---- RECORDS FOR THE EXERCISE

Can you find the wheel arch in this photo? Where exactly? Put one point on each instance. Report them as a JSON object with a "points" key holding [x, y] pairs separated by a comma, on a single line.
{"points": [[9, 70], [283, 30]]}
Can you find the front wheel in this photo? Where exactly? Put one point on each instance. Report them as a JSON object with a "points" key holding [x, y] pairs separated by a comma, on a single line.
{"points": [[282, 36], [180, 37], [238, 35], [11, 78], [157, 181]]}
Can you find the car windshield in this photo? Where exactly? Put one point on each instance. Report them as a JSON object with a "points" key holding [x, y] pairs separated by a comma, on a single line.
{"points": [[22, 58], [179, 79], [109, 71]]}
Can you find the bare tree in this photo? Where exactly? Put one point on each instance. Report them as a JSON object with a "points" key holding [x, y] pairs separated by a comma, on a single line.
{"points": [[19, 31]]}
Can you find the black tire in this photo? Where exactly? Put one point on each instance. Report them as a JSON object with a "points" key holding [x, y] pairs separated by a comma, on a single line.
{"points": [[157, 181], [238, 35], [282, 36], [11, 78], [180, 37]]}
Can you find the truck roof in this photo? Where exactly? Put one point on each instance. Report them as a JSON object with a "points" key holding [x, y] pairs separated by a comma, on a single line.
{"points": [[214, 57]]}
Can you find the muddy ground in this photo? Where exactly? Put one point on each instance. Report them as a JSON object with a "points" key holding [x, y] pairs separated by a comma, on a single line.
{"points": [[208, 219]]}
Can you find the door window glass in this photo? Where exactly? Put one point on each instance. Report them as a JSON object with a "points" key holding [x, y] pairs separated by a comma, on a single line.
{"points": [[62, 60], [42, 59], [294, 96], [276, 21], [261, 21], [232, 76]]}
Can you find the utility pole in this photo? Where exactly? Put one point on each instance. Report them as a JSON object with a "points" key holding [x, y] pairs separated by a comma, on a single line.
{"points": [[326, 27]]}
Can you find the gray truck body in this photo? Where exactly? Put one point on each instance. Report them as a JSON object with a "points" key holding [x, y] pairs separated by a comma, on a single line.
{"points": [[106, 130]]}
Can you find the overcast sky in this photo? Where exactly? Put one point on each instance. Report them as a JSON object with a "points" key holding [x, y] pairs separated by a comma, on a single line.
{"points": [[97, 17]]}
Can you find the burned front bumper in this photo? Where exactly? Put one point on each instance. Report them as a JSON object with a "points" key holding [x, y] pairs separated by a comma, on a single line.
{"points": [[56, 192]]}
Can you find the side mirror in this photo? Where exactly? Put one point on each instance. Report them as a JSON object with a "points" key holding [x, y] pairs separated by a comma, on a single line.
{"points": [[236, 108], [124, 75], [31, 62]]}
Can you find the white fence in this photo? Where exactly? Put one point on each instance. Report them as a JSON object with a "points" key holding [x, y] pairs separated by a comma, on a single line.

--------

● INSTRUCTIONS TO FOLLOW
Write out again, exactly, the lines from the one holding "Can you find the burned" through the end of the listing, with both ends included.

● TASK RESPONSE
Can you find the burned front bumper in this photo? Where exactly? Put one point on each instance. Report them as a JSON object with a "points" key holding [x, y] pairs separated by a comma, on a single line.
{"points": [[56, 192]]}
Can you find the side mirror in this photo? Where exactly? Put one point on each instance. Report them as a JSON object with a "points" key holding [x, y] pairs separated by a comma, on a single line.
{"points": [[236, 108], [124, 75], [31, 62]]}
Can you find the white fence in this photo? Where exactly? Put one point on each instance. Report them as a JSON object with a "points" key holding [x, y] pairs separated by a comma, on a single line.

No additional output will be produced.